- SET PROBLEM
Reproduce the stretch of the passage on the Jedi from "For one, comparing" through "know, genocidal maniacs." word for word.

- QUOTED PASSAGE
---+---
For one, comparing ONLY Luke and Anakin ignores the MANY MANY MANY other Jedi we are introduced to in the PT who seem perfectly successful and happy as Jedi, most notably Obi-Wan, Yoda, and Mace Windu. If we include TCW, you can bring in a bunch of others like Luminara Unduli, Aayla Secura, Quinlan Vos, Kit Fisto, Plo Koon, Adi Gallia, Eeth Koth, Saesee Tiin, Jocasta Nu, and Tera Sinube. All Jedi Knights and Masters of varying ages and species who are all VERY happy and successful Jedi. So it seems a little disingenuous to ONLY compare Luke to Anakin and come to the conclusion that full training doesn't work when there are plenty of OTHER Jedi from the Prequels era who weren't, you know, genocidal maniacs.
And sure, some Jedi can leave. The Jedi don't force anyone to stay. But let's look at those people who left. Nearly ALL OF THEM leave because they end up turning to darkness and becoming evil, so I feel like that doesn't really speak to the Jedi having done something wrong and more about how if you leave the path of the Jedi, you're probably going to lose your sense of compassion and selflessness. But even among those people, the thing that causes them to turn on the Jedi is generally NOT THE JEDI THEMSELVES, but an outside force or event. For characters like Barriss and Krell, it's the war and the hopelessness and despair it creates. For characters like Bode and Malicos, it's Order 66 and the loneliness and trauma of that sudden loss. For Ahsoka, it's being framed by a friend who was no longer a Jedi and a lack of trust in herself (this changes after the Disney buy-out and Ahsoka DOES start blaming the Jedi for leaving, but she doesn't initially, and for a while she's still intentionally said to ACT like a Jedi and is implied to be seriously considering returning to the Order before Order 66 happens). Dooku is more disillusioned with the Republic and the Senate than he is the Jedi themselves (this, again, has been more recently changed to be a disillusionment with the Jedi, but that's not at all true in earlier iterations of him). Even with Anakin, what causes him to betray the Jedi isn't actually a dislike of the Jedi themselves, but a fear of losing someone he cares about who isn't even a Jedi herself. So all of the people we know who leave the Jedi in this era don't actually do so because the Jedi do something wrong and most of them become evil as a result.
It's also notable to point out that if we're counting Luke as "half a Jedi" because he didn't get the whole experience that someone during the Prequels era got, Anakin counts as one, too. He came in late and wasn't raised among the Jedi, he never got that kind of experience, so making the comparison to Anakin is an even worse comparison than normal because it's comparing an abnormal experience to another abnormal experience. It's like comparing a Satsuma tangerine to a Mandarin tangerine and saying, "See? The first one is better than the second one because it's only half an orange." Neither one is a real orange, they're tangerines. Anakin cannot be used as an example of the Jedi experience during the Prequels era, so the idea that you could claim Luke "worked" and Anakin "didn't" specifically because Luke only got partial training makes zero sense.
---+---
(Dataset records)
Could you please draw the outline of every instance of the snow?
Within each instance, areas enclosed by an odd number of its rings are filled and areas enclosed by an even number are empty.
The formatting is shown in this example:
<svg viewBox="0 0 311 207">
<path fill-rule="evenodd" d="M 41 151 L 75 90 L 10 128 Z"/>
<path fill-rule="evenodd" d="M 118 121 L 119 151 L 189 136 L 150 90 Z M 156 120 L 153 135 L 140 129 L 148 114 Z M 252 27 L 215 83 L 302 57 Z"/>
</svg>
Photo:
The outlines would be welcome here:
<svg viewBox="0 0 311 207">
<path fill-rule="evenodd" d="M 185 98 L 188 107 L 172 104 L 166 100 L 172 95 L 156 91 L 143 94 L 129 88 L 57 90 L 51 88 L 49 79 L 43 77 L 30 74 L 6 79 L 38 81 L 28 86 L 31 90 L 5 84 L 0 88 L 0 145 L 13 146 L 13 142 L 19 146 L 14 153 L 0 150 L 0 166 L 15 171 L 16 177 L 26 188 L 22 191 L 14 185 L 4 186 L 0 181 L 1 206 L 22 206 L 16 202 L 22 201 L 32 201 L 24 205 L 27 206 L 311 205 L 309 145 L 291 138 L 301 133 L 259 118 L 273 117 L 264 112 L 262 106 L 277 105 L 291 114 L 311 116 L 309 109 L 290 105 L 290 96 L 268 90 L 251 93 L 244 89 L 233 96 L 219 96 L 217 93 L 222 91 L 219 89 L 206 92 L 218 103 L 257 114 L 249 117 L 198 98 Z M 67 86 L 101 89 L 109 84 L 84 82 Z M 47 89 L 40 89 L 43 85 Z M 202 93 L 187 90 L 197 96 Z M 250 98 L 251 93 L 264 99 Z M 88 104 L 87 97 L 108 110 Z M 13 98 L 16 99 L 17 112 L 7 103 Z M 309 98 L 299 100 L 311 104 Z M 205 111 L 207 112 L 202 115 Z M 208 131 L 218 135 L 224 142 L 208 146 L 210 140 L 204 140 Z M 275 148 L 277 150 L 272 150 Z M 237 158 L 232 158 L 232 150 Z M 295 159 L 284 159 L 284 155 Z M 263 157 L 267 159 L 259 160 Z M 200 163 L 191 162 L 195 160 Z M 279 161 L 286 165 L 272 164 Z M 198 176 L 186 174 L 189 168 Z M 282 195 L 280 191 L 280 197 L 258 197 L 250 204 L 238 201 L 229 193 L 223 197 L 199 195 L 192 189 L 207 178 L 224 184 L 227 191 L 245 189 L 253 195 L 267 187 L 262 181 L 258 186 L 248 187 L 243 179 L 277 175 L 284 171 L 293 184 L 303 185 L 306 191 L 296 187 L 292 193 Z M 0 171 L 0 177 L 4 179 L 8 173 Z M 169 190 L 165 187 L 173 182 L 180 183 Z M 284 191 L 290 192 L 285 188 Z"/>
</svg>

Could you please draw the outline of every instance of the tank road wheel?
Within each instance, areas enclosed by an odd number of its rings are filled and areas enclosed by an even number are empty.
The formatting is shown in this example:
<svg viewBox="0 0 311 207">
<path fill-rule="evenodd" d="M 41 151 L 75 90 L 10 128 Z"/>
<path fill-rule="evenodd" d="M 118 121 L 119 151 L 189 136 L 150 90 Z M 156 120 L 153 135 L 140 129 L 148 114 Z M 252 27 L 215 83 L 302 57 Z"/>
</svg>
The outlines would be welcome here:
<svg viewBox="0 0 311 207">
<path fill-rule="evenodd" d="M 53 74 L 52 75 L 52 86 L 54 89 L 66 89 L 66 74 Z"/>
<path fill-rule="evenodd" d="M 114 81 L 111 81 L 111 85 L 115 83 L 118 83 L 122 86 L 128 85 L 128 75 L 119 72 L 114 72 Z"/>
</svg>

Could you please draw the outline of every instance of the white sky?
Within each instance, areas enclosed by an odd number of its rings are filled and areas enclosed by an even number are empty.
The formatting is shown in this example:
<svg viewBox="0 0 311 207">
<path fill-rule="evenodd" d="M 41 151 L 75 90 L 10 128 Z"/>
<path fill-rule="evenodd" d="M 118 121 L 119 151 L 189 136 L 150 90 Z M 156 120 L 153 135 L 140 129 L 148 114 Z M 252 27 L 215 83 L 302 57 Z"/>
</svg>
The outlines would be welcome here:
---+---
- THE RESPONSE
For one, comparing ONLY Luke and Anakin ignores the MANY MANY MANY other Jedi we are introduced to in the PT who seem perfectly successful and happy as Jedi, most notably Obi-Wan, Yoda, and Mace Windu. If we include TCW, you can bring in a bunch of others like Luminara Unduli, Aayla Secura, Quinlan Vos, Kit Fisto, Plo Koon, Adi Gallia, Eeth Koth, Saesee Tiin, Jocasta Nu, and Tera Sinube. All Jedi Knights and Masters of varying ages and species who are all VERY happy and successful Jedi. So it seems a little disingenuous to ONLY compare Luke to Anakin and come to the conclusion that full training doesn't work when there are plenty of OTHER Jedi from the Prequels era who weren't, you know, genocidal maniacs.